Work required » Images are not part of the copy; write out the rest of the data exactly as given.

Coordinate labeling data »
-=-=-=-=-
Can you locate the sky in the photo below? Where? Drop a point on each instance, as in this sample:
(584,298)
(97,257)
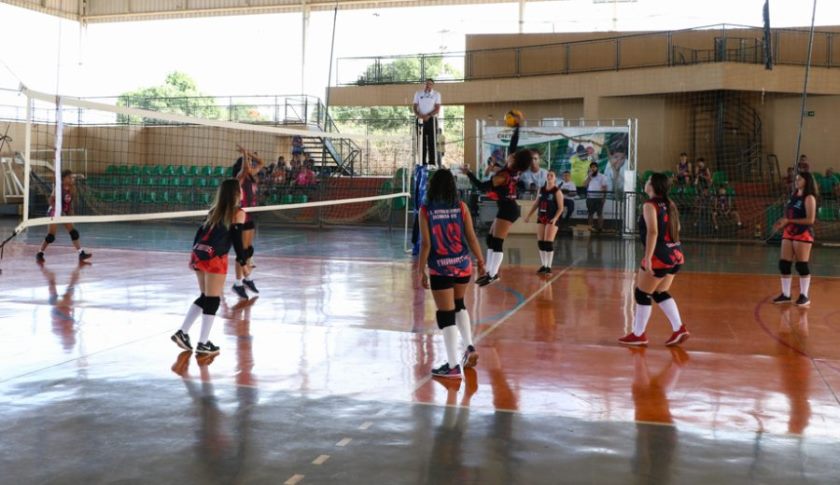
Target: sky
(261,54)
-=-=-=-=-
Final answer »
Can you locate the sky in the photo below? Where? Drop a point on each instance, as in this sample:
(584,298)
(97,257)
Target: sky
(261,54)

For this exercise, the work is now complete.